O que se pede: Diga se cada afirmação abaixo está de acordo com o trecho sobre o projeto de lei nº 1.958/18, respondendo sim ou não e citando as palavras decisivas do texto: 1. O projeto foi aprovado em segundo turno na Câmara Legislativa do DF. 2. Maria Eugênia Matircardi é doutoranda em artes visuais na UnB. 3. O projeto proíbe manifestações com vilipêndio a símbolos religiosos em espaços públicos do DF.

Trecho do documento:
“A partir do momento que você aprova uma lei dessas, você não discute arte”, afirma a performer Maria Eugênia Matircardi, que também é professora da Secretaria de Educação e doutoranda em artes visuais na Universidade de Brasília (UnB). Maria Eugênia faz referência ao projeto de lei nº 1.958/18, que foi aprovado em primeiro turno no plenário da Câmara Legislativa do DF e proíbe manifestações artísticas e culturais com “teor pornográfico” ou vilipêndio a símbolos religiosos em espaços públicos do DF.

Informações fornecidas:
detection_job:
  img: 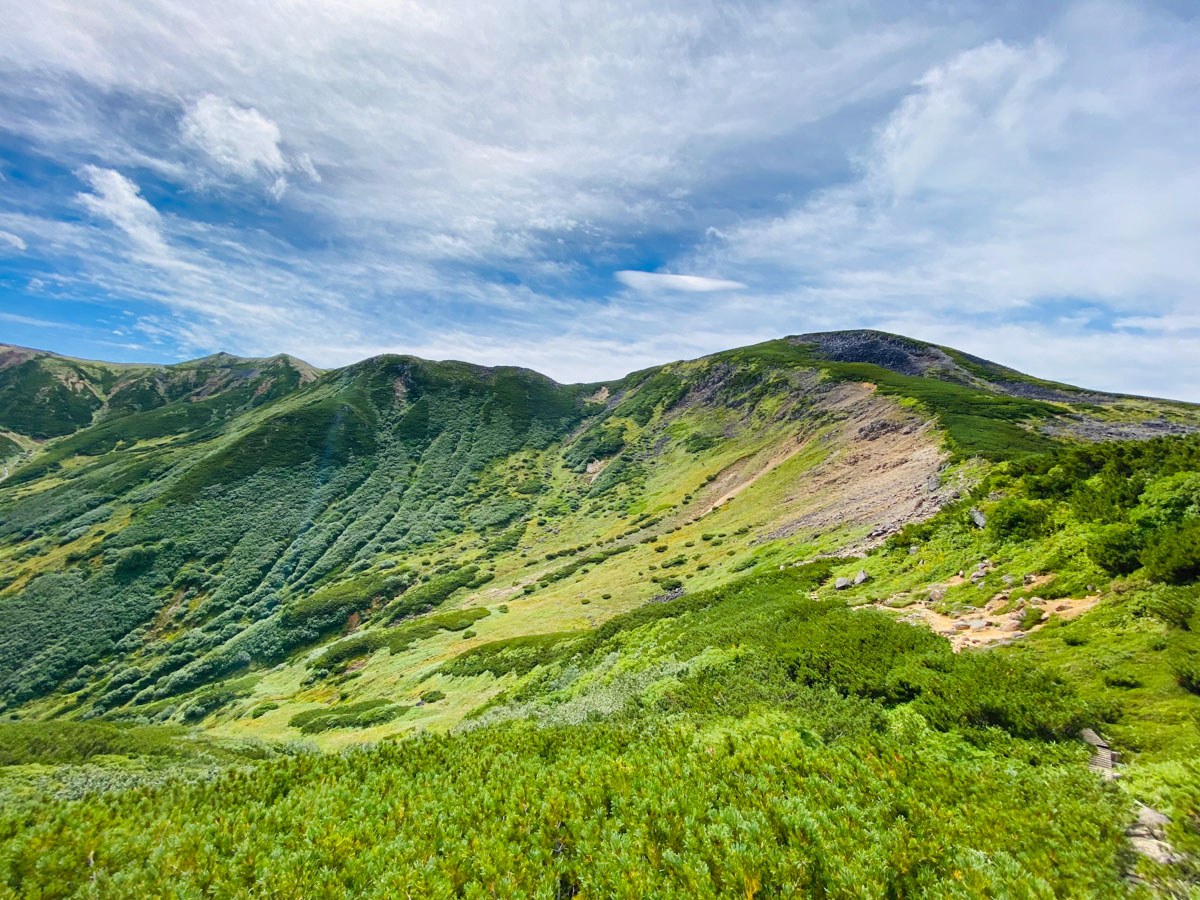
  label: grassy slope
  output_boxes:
[0,342,1196,896]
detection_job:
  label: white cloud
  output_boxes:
[0,0,1200,396]
[614,269,745,294]
[76,166,170,262]
[0,230,29,251]
[179,94,288,179]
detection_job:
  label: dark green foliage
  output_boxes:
[796,340,1060,460]
[683,431,718,454]
[616,372,688,425]
[288,698,408,734]
[283,575,403,624]
[308,607,488,670]
[0,710,1124,898]
[0,721,184,766]
[379,565,492,623]
[539,544,634,587]
[487,522,526,553]
[0,358,103,438]
[988,497,1050,541]
[468,499,529,532]
[1139,520,1200,583]
[167,400,377,502]
[440,631,582,678]
[1168,623,1200,694]
[563,422,625,472]
[1087,522,1141,575]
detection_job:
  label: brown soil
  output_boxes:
[863,576,1100,652]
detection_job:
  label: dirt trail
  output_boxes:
[868,575,1100,653]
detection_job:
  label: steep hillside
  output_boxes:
[0,332,1198,732]
[0,331,1200,896]
[0,344,318,456]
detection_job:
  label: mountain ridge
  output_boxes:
[0,331,1200,896]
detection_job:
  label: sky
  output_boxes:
[0,0,1200,402]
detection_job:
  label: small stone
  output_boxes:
[1138,806,1171,828]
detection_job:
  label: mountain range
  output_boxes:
[0,331,1200,896]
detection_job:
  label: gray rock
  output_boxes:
[1138,806,1171,828]
[1129,838,1175,865]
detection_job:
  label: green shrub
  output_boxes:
[1139,522,1200,583]
[1087,523,1141,575]
[986,497,1050,541]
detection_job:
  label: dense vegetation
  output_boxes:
[0,332,1200,898]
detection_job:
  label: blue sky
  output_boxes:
[0,0,1200,401]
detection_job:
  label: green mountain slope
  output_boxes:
[0,331,1200,896]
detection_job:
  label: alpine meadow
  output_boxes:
[0,331,1200,900]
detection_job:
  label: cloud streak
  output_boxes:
[613,269,746,294]
[0,0,1200,398]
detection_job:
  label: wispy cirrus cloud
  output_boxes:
[0,0,1200,397]
[613,269,745,294]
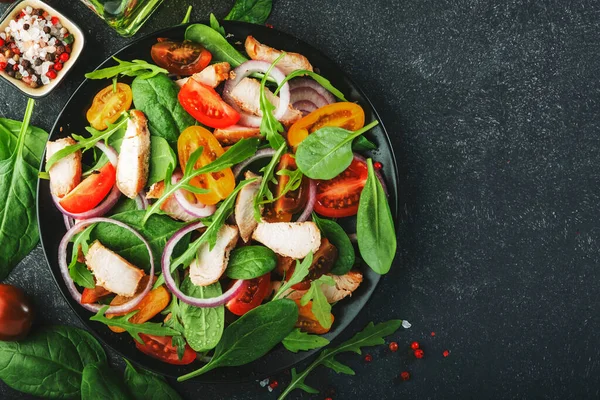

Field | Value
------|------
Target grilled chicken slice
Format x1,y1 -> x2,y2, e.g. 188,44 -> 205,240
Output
175,62 -> 231,88
213,125 -> 261,146
231,78 -> 302,127
235,171 -> 262,243
46,137 -> 81,197
117,110 -> 150,199
252,222 -> 321,259
85,240 -> 144,297
245,36 -> 313,75
190,225 -> 238,286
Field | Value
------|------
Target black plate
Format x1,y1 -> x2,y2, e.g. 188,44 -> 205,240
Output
38,21 -> 398,383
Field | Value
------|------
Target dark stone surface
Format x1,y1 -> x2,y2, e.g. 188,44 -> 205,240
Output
0,0 -> 600,399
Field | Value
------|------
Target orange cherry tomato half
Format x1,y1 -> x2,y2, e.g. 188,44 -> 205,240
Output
315,159 -> 368,218
150,40 -> 212,76
226,272 -> 271,315
135,333 -> 196,365
86,83 -> 133,131
60,163 -> 117,213
178,78 -> 240,128
288,102 -> 365,147
177,126 -> 235,205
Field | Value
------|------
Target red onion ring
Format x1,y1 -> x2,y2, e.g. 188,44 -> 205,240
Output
58,218 -> 154,314
290,78 -> 336,104
233,148 -> 276,179
352,153 -> 389,196
161,222 -> 244,308
296,178 -> 317,222
222,60 -> 290,127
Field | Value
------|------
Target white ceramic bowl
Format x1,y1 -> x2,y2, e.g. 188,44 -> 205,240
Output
0,0 -> 85,98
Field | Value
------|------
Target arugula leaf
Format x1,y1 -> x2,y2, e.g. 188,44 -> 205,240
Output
281,329 -> 329,353
278,320 -> 402,400
85,57 -> 169,79
90,306 -> 180,343
273,69 -> 348,101
210,13 -> 227,37
142,138 -> 259,225
300,275 -> 335,329
273,251 -> 313,300
296,120 -> 379,180
356,158 -> 396,275
225,0 -> 273,25
46,112 -> 129,172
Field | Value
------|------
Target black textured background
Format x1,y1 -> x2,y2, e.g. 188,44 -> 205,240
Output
0,0 -> 600,399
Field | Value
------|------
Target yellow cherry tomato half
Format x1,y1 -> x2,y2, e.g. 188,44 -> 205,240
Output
288,102 -> 365,147
86,83 -> 133,131
177,126 -> 235,205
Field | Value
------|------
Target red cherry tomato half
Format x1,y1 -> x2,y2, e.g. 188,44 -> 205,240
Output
150,40 -> 212,76
135,333 -> 196,365
227,272 -> 271,315
315,159 -> 368,218
178,78 -> 240,128
0,284 -> 34,341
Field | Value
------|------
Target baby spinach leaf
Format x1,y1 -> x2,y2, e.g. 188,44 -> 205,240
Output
296,121 -> 379,180
125,360 -> 181,400
131,74 -> 196,147
81,362 -> 131,400
225,0 -> 273,25
179,276 -> 225,352
184,24 -> 248,67
177,299 -> 298,382
356,158 -> 396,275
312,213 -> 356,275
0,326 -> 106,399
147,136 -> 177,186
281,329 -> 329,353
225,246 -> 277,279
0,99 -> 48,280
90,210 -> 189,270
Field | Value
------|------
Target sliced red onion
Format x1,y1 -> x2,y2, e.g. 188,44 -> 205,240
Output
58,218 -> 154,314
233,148 -> 276,179
222,60 -> 290,127
161,222 -> 244,308
290,78 -> 335,104
353,153 -> 389,196
296,178 -> 317,222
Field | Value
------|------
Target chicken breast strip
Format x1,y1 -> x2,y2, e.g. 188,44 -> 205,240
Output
85,240 -> 144,297
46,137 -> 81,198
117,110 -> 150,199
245,36 -> 313,75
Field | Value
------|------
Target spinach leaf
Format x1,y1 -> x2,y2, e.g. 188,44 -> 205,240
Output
147,136 -> 177,186
0,326 -> 106,399
184,24 -> 248,67
177,299 -> 298,382
90,306 -> 180,343
85,57 -> 169,79
312,213 -> 356,275
125,360 -> 181,400
81,362 -> 130,400
0,99 -> 48,280
281,329 -> 329,353
90,210 -> 189,271
179,277 -> 225,352
356,158 -> 396,275
131,74 -> 196,147
277,320 -> 402,400
225,0 -> 273,25
300,275 -> 335,329
296,121 -> 379,180
210,13 -> 227,37
225,246 -> 277,279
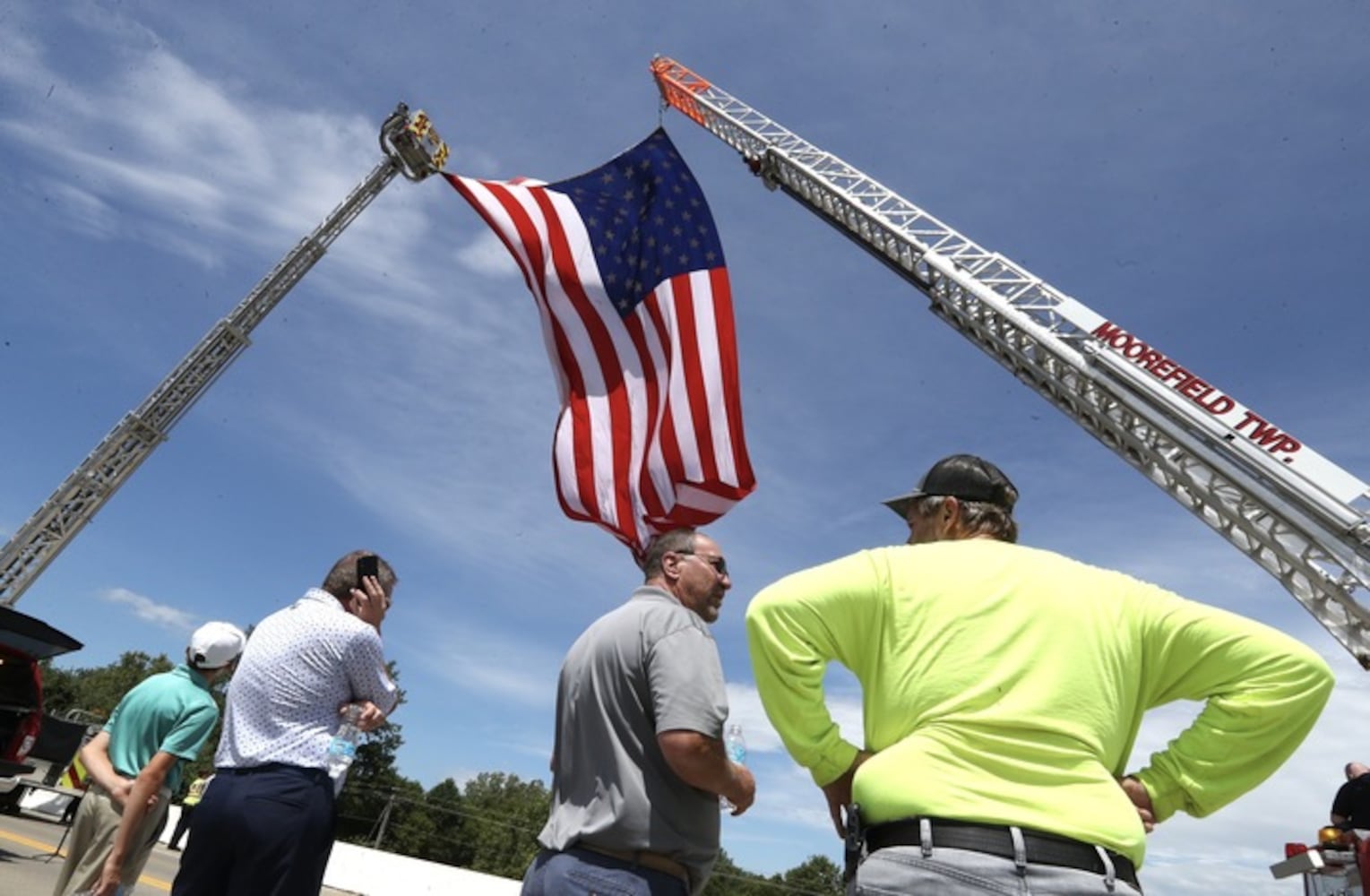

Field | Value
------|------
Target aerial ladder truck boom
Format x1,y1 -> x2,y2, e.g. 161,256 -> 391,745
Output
652,56 -> 1370,668
0,103 -> 448,607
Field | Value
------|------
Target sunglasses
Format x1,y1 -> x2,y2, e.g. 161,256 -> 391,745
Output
676,551 -> 728,575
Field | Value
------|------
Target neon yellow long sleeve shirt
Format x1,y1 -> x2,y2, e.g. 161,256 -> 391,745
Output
746,538 -> 1333,865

Tarefa concluída:
1. Não: "aprovado em primeiro turno no plenário da Câmara Legislativa do DF".
2. Sim: "doutoranda em artes visuais na Universidade de Brasília (UnB)".
3. Sim: "vilipêndio a símbolos religiosos em espaços públicos do DF".